### EXERCISE PASSAGE:

AIDS Activist/Filmmaker David France on Ed Koch: 'What He Could Do, He Didn't Do'
Just before the former New York City mayor died, the Oscar-nominated filmmaker said that he failed in helping quell the spread of AIDS.
Ed Koch is the subject of a new documentary that releases wide on Friday; it promises to be a much kinder depiction than the one in David France's Oscar-nominated film How to Survive a Plague.
The former three-term mayor of New York City died early Friday morning of congestive heart failure at the age of 88. In a conversation with The Hollywood Reporter on Thursday, France, who was a journalist during the AIDS epidemic that ravaged New York's gay community throughout the 1980s and whose film shows footage of Koch arguing angrily with protestors, was critical of the then-mayor's response to the health crisis, among other things.
"He presided over a city that was broken in many ways. It was broken in that it had a severe housing shortage, it was broken in that it had serious poverty with no social net, and then the hospital system was broken," France said. "He had homelessness, he had a drug epidemic that was ballooning, and then we had this other mysterious epidemic that was filling hospitals. They were overflowing, and he was responding to none of that in an effective way. Instead, he was a pugnacious mayor, and he would respond to requests and really the pleas of his community with hostile retorts."
Film Review: How to Survive a Plague
Koch was known for launching a major housing development project in the city, but the hospital-bed shortage under his watch was one of the worst in city history. In an interview for a New York Times story on the crisis in 1988, Daniel Sisto, the president of the State Hospital Association, struck a desperate tone.

### EXTRACTED ENTRIES:
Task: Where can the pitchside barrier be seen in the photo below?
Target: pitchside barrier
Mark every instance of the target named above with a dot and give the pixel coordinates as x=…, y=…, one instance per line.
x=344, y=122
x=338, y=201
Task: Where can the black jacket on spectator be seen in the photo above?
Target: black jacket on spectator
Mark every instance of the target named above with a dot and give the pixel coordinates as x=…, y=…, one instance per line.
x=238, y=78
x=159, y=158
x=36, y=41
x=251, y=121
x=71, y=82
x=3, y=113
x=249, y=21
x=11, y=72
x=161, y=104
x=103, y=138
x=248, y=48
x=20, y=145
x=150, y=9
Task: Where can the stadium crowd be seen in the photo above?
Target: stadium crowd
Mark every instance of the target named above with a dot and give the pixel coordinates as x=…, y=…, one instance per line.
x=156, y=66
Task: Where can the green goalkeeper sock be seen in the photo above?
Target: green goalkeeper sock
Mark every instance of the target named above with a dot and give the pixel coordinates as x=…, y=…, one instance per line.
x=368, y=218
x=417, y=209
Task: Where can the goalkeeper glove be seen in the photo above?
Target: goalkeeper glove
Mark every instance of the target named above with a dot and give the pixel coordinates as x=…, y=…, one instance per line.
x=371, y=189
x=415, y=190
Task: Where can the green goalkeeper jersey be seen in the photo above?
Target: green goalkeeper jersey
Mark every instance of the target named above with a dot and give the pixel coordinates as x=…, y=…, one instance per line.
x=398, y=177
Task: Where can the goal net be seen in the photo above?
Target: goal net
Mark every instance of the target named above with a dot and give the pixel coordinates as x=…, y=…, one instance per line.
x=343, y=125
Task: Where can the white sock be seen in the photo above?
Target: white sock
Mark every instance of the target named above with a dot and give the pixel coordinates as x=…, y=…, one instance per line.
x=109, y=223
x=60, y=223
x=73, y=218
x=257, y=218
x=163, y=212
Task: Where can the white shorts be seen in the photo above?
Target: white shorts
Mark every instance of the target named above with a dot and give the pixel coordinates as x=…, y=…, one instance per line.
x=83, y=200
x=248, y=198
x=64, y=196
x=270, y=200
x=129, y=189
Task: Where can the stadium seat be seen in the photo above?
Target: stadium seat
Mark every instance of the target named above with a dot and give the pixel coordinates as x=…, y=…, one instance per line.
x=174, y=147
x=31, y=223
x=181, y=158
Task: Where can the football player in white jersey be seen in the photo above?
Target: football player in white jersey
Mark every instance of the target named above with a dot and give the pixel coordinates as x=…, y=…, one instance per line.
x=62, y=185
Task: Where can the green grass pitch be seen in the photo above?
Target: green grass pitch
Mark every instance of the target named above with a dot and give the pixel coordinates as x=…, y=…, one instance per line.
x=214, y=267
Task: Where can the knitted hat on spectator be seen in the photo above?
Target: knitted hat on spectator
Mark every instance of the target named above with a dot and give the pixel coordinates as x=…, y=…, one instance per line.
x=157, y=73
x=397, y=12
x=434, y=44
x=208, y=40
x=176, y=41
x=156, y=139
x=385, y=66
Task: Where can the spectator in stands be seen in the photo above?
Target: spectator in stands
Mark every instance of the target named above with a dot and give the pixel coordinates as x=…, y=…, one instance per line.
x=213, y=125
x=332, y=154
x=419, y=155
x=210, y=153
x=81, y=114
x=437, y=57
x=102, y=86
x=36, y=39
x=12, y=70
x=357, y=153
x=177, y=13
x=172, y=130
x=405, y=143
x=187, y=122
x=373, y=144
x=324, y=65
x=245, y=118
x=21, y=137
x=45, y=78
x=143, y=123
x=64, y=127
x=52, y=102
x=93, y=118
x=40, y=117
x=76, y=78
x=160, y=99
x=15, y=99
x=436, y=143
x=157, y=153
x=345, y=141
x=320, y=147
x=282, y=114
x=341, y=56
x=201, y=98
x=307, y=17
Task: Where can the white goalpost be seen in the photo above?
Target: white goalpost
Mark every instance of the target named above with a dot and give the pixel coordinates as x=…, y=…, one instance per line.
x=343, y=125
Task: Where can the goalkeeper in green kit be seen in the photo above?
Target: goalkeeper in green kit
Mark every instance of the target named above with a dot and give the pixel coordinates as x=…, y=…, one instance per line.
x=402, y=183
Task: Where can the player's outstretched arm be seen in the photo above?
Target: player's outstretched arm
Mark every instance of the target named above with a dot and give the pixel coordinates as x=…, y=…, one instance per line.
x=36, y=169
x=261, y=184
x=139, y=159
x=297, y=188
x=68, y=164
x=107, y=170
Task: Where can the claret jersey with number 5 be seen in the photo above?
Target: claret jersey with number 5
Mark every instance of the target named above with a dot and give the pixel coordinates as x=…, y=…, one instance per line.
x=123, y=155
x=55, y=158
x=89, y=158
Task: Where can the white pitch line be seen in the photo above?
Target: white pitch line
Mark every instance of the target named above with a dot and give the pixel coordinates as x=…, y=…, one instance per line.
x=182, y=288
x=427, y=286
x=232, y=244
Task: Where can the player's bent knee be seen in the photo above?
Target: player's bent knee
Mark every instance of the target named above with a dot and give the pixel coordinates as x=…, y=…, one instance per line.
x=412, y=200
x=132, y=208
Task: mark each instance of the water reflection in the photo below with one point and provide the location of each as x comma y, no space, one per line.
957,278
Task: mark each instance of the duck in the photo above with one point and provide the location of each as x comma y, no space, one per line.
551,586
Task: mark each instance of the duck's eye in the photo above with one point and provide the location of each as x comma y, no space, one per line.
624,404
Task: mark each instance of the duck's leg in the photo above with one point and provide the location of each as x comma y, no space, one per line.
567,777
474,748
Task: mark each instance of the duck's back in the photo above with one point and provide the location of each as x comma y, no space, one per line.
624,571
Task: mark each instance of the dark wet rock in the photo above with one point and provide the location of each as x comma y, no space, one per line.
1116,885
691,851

### REQUIRED ACTION 1:
Answer these from the article on David France and Ed Koch:
(a) What did Koch die of, and at what age?
(b) With which publication did France speak on Thursday?
(c) Who was president of the State Hospital Association in the 1988 New York Times story?
### REQUIRED ACTION 2:
Reproduce the passage of the Ed Koch article between "Ed Koch is the" and "Survive a Plague.", inclusive.
### REQUIRED ACTION 3:
Carry on the article about David France and Ed Koch, starting after its last sentence.

### OUTPUT 1:
(a) Congestive heart failure, at 88.
(b) The Hollywood Reporter.
(c) Daniel Sisto.

### OUTPUT 2:
Ed Koch is the subject of a new documentary that releases wide on Friday; it promises to be a much kinder depiction than the one in David France's Oscar-nominated film How to Survive a Plague.

### OUTPUT 3:
"Hospital people worry privately about what we should be saying," he told the newspaper. "We don't want to scare the public, saying we're not giving the best care. Yet we're in such a state of stress, there are situations where there could be jeopardy. I heard about someone trying to get to Massachusetts for open-heart surgery -- and they didn't make it."
That in many ways echoed what France remembered.
"So here’s what it meant to people with AIDS: by the late 1980s, the hospitals were so over-packed that people with serious conditions related to their AIDS were not able to get into hospitals," he continued. "People would go to hospitals and be put on gurneys in hallways, where they would spend the rest of their lives, before being seen by physicians, before being admitted into the hospital. And you would see that in all the hospitals. You would go in and you would see all these people just lined up against the wall, sick and emaciated. And he did nothing about that, and that’s his purview, that’s his system. He couldn’t fund research or find a treatment, but what he could do, he didn’t do."